Entries provided ->

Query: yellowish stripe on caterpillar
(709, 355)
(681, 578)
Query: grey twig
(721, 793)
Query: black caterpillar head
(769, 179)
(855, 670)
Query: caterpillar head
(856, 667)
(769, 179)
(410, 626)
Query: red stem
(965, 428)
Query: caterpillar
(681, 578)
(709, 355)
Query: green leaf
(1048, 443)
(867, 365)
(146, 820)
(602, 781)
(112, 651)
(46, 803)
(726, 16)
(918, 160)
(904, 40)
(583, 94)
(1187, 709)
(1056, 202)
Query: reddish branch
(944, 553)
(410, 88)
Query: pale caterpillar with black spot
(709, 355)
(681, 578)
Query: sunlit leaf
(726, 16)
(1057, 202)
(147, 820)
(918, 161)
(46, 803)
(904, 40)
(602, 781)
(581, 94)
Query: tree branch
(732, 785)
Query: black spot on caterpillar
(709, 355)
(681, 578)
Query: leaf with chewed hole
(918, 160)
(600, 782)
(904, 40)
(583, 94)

Task description -> For this exercise, transcribe the whole listing verbatim.

Exercise output ->
Query: yellowish stripe on caterpillar
(709, 355)
(681, 578)
Query: grey twig
(721, 793)
Query: black caterpillar head
(769, 179)
(855, 670)
Query: caterpillar head
(856, 667)
(769, 179)
(410, 626)
Query: red stem
(965, 428)
Query: caterpillar
(681, 578)
(709, 355)
Query: green leaf
(1048, 443)
(867, 365)
(146, 820)
(602, 781)
(112, 651)
(46, 803)
(726, 16)
(918, 160)
(904, 40)
(583, 94)
(1187, 709)
(1056, 202)
Query: reddish branch
(944, 553)
(410, 88)
Query: pale caterpillar with black spot
(709, 355)
(681, 578)
Query: sunlit leaf
(726, 16)
(1057, 202)
(147, 820)
(918, 161)
(46, 803)
(904, 40)
(602, 781)
(581, 94)
Query: tree branch
(732, 785)
Query: black spot on caterpillar
(709, 355)
(681, 578)
Query: leaf with chewed hole
(918, 160)
(600, 782)
(904, 40)
(583, 94)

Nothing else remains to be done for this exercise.